(Work request): Take the line containing "Query: metal railing" and every line after it in the data below, and print them exactly as given, with nothing else.

(Dataset entries):
::::

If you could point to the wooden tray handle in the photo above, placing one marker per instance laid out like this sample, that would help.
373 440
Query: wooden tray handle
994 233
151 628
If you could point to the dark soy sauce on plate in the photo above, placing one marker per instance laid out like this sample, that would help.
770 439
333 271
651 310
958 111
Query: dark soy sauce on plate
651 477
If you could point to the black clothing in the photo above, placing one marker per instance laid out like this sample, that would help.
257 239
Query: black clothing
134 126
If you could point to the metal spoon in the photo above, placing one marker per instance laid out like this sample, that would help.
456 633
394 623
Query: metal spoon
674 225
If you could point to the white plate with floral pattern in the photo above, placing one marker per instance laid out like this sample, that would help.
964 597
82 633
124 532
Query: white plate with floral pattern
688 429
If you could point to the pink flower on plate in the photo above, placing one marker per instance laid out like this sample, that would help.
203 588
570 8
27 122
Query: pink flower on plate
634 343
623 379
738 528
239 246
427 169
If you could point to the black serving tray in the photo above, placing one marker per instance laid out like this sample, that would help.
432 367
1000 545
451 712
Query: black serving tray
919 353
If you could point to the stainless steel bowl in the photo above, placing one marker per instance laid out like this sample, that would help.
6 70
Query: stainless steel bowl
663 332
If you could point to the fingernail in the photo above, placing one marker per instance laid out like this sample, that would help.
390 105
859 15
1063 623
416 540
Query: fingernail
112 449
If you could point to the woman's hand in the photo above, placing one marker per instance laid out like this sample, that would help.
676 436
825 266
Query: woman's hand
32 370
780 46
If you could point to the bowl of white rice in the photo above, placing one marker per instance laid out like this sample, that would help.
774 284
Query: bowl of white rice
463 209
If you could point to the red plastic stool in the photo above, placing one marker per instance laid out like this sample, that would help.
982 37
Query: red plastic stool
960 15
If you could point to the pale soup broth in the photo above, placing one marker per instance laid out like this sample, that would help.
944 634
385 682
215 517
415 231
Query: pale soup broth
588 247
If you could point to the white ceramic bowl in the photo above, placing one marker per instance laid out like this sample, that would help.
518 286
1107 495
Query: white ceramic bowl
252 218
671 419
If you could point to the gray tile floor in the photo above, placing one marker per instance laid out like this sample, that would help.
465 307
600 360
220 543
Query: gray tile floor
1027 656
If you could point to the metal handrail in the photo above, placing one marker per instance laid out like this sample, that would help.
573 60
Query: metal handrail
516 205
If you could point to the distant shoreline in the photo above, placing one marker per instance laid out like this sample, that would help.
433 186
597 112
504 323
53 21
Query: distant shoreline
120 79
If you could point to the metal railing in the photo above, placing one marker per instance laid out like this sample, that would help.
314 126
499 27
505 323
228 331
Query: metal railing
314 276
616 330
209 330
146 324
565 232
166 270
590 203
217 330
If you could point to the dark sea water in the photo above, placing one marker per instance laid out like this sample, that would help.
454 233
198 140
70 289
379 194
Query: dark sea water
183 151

::::

(Output for this task):
Query: metal railing
314 276
616 330
209 330
146 324
565 232
166 270
590 203
217 330
If you could point to the dark sea water in the photo above, placing one marker per instance laid out like this sample, that would help.
454 233
198 140
70 289
379 194
Query: dark sea water
183 151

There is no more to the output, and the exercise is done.